• _Stated exercise_
Write out the rows below again, replacing "flower cluster" with "bunch of flowers" and keeping everything else unchanged.

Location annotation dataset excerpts
======

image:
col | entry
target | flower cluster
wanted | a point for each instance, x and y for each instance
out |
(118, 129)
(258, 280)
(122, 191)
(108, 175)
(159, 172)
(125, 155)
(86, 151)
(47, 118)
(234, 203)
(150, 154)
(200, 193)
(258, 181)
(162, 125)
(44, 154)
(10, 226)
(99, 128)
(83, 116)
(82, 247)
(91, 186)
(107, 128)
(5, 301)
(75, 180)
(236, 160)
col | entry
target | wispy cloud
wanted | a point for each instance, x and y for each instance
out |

======

• _Result_
image:
col | entry
target | bunch of flowers
wanted | a point for each instance, x and y for each instance
out |
(118, 129)
(258, 280)
(122, 191)
(108, 175)
(159, 172)
(125, 155)
(86, 151)
(47, 118)
(234, 203)
(150, 154)
(200, 193)
(258, 181)
(162, 125)
(44, 154)
(10, 226)
(99, 128)
(83, 116)
(82, 247)
(91, 186)
(107, 128)
(5, 301)
(75, 180)
(236, 160)
col | entry
target | wispy cloud
wanted | a point for each instance, x and y for each instance
out |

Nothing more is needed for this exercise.